On Sat, Feb 11, 2023 at 2:35 PM Michael Thomas <m...@mtcc.com> wrote:

> It's never been especially clear to me whether deployments do their
> filtering up front, ie at the MX, or farther down the line. There are
> certainly advantages to do it right at the MX with less burden on using AR
> to signal all of what the filters consider the interesting bits that
> standard A-R might not support. But there may be good architectural reasons
> to postpone the filtering to later in the pipeline even if means that
> you're holding the spam longer before discarding it
>

Yep; there's no "right" way.  I've seen both kinds of architecture work,
and A-R tries to anticipate all sorts of options (by not precluding any of
them).

> But regardless of A-R just cataloging what those interesting bits might be
> could be useful in documenting how they can be used to detect replay spam.
> Also: I think there is more to it than whether the signature verifies, per
> say. The signature actually verifies, but it's the scrutiny that matters.
> Saying it doesn't verify essentially decouples from any reputation of the
> domain. But that is hardly the only way to look at it. Saying it verifies,
> but has problems is another way to view it. For wetware investigators an
> A-R that did that could be really confusing.

● **EXERCISE TASK A**
In the email, what does the reply say A-R tries to anticipate, and how?
● **EXERCISE TASK B**
Reproduce the part of the email between "Yep; there's no" and "be really confusing.", inclusive.

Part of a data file
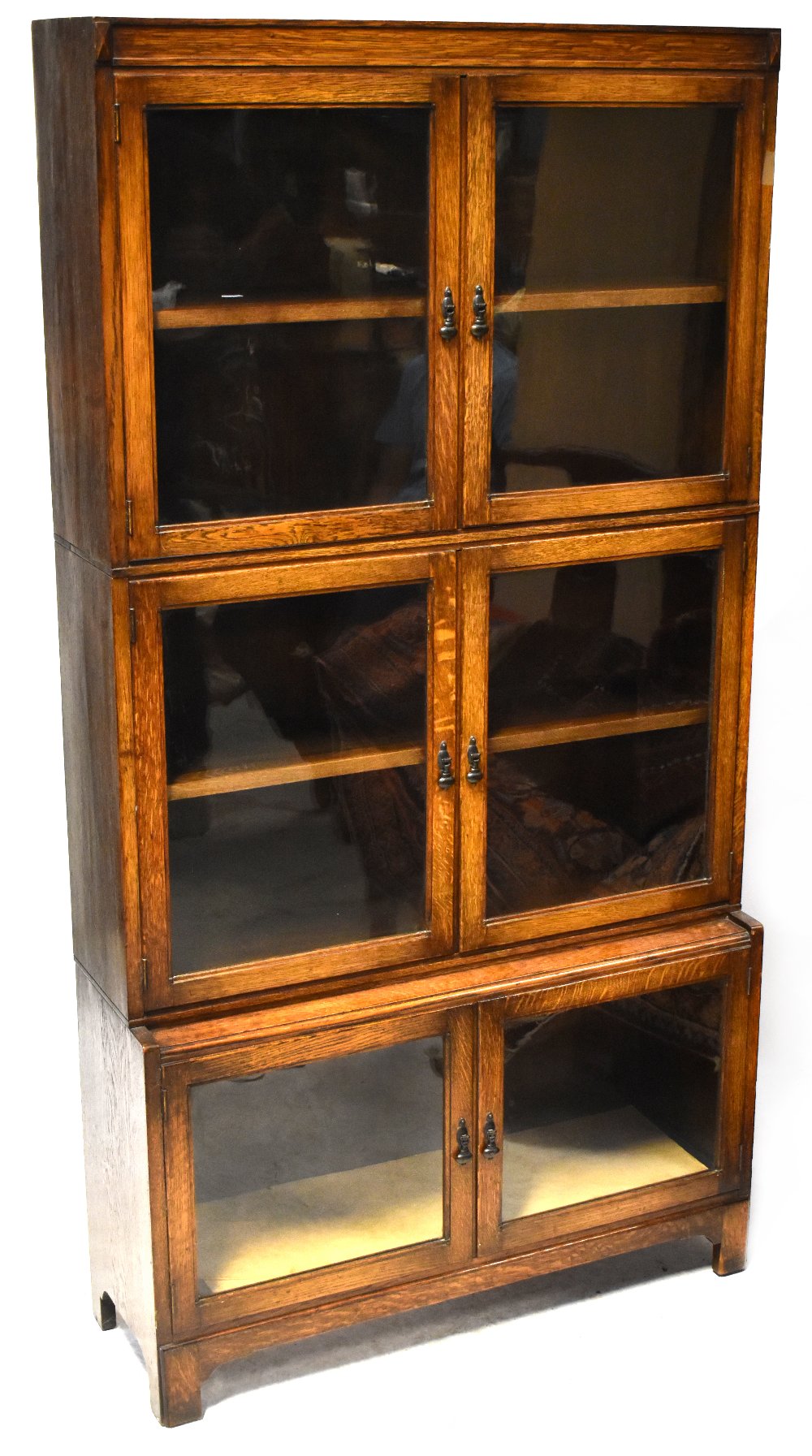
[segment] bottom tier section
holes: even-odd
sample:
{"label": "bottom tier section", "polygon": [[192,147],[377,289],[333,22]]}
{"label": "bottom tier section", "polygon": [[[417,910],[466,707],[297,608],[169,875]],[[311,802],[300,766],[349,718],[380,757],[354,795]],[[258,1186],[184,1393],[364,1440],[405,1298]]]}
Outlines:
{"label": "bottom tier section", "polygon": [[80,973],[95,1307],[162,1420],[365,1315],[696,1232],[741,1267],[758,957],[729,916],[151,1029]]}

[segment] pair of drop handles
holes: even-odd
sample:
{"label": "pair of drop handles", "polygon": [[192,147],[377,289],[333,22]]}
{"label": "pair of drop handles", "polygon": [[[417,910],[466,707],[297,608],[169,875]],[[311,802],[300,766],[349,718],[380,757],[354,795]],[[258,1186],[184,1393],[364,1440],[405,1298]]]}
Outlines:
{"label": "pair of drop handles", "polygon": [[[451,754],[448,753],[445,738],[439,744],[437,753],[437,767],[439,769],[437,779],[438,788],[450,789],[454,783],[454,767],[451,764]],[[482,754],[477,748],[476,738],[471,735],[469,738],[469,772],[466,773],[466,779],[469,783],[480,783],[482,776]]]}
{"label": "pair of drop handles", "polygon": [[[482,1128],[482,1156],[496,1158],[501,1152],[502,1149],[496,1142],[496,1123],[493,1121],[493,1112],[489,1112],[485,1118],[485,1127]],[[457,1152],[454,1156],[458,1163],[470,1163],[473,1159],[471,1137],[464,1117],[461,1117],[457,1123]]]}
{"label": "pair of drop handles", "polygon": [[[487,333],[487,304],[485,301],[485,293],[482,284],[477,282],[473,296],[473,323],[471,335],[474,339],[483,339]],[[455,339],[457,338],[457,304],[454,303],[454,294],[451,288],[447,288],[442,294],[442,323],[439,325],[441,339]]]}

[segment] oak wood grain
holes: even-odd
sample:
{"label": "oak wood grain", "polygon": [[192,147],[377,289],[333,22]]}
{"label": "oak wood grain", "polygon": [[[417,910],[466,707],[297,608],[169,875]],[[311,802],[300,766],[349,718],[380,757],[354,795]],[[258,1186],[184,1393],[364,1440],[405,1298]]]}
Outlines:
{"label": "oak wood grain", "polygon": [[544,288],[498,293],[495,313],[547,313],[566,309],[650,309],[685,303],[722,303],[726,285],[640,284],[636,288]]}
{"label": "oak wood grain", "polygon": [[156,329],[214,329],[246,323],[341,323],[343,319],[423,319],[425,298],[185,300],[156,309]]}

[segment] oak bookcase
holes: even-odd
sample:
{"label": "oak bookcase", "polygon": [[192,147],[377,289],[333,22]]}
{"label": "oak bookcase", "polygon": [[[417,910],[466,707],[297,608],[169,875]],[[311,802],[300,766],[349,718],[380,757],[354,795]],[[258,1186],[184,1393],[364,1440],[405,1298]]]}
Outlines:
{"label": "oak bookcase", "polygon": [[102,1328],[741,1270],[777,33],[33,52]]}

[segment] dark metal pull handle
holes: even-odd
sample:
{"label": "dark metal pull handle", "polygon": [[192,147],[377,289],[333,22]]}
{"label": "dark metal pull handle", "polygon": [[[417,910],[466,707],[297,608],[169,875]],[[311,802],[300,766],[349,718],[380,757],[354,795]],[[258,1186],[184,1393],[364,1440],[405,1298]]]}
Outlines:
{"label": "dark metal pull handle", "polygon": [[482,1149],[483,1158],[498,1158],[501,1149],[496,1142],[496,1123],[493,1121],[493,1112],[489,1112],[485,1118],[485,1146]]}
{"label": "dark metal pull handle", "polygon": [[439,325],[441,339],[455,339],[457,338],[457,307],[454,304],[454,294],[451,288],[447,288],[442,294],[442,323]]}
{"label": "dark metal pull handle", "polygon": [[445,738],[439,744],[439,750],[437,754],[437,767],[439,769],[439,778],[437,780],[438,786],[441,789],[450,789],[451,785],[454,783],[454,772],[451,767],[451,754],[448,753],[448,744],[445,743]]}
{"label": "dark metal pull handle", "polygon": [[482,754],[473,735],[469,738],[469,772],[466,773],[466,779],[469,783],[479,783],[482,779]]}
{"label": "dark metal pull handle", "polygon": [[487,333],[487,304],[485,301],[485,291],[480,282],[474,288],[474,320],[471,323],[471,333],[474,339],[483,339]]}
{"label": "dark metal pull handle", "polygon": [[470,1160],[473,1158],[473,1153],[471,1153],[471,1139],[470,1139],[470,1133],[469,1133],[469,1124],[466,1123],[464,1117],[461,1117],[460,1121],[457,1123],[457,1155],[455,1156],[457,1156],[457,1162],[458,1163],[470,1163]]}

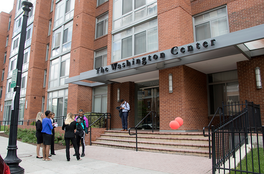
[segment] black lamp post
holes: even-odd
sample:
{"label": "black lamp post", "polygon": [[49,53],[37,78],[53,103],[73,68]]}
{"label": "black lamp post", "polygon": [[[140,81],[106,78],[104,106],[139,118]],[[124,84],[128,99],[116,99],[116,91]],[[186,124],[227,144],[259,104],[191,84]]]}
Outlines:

● **WORKED SOLUTION A**
It tries to anticipate all sorts of options by not precluding any of them.

● **WORKED SOLUTION B**
Yep; there's no "right" way.  I've seen both kinds of architecture work,
and A-R tries to anticipate all sorts of options (by not precluding any of
them).

> But regardless of A-R just cataloging what those interesting bits might be
> could be useful in documenting how they can be used to detect replay spam.
> Also: I think there is more to it than whether the signature verifies, per
> say. The signature actually verifies, but it's the scrutiny that matters.
> Saying it doesn't verify essentially decouples from any reputation of the
> domain. But that is hardly the only way to look at it. Saying it verifies,
> but has problems is another way to view it. For wetware investigators an
> A-R that did that could be really confusing.